• Exercise brief:
Collect every line in the listing below that contains the word "white", and copy each one without changes.

>> BEGIN

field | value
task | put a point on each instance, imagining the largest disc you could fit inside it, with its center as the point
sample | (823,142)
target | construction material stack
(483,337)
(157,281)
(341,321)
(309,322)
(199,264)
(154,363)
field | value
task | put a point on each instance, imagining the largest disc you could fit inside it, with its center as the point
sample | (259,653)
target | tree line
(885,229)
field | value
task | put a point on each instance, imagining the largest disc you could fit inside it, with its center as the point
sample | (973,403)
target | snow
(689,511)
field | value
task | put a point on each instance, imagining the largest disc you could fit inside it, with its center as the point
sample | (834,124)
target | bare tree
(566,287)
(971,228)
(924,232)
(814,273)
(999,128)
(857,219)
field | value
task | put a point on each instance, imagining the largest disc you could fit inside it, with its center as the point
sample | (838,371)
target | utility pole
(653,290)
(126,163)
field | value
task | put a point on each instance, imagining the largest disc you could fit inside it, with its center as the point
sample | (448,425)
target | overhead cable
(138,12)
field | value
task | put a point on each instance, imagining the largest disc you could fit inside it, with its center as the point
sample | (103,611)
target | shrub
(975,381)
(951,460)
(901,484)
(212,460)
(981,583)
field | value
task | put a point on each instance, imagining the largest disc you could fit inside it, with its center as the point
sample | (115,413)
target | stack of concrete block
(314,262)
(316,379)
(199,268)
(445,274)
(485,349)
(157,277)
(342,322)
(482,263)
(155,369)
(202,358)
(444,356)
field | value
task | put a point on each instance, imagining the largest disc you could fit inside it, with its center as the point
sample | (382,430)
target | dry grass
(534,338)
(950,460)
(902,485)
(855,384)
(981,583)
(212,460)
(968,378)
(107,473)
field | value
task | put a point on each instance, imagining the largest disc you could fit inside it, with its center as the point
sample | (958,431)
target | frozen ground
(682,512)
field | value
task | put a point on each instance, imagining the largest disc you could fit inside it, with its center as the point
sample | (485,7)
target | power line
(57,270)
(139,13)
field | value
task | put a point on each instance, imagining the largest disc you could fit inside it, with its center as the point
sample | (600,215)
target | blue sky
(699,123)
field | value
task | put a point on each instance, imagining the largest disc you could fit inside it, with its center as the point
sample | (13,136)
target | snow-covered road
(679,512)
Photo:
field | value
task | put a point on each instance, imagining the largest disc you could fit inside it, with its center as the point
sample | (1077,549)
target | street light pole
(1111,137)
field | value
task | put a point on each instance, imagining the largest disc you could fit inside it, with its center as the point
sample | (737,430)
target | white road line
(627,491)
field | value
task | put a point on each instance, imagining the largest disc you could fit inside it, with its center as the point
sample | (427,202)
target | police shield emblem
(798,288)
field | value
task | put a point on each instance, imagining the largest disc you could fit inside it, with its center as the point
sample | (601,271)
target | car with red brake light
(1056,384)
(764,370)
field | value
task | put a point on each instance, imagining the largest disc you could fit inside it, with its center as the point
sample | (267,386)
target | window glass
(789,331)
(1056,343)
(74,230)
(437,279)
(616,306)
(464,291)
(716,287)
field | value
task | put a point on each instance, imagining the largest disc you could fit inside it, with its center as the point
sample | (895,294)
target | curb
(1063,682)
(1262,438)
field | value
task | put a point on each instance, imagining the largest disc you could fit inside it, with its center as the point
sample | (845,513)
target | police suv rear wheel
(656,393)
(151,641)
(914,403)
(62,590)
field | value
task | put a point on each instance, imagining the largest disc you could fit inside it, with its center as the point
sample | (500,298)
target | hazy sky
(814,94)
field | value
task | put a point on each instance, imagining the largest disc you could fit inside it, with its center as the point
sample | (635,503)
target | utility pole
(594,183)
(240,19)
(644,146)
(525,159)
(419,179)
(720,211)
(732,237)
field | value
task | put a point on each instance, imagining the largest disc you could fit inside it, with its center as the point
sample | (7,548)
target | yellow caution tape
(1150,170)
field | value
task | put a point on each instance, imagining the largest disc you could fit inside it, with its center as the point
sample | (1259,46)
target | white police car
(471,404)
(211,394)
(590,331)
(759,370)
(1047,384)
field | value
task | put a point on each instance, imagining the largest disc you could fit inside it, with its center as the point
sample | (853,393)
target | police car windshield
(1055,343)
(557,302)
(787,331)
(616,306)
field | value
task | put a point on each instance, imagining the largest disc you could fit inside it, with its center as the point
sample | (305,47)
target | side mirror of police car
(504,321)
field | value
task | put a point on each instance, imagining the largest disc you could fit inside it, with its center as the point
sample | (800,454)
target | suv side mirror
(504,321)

>> END

• Solution to the problem:
target | white road line
target | white police car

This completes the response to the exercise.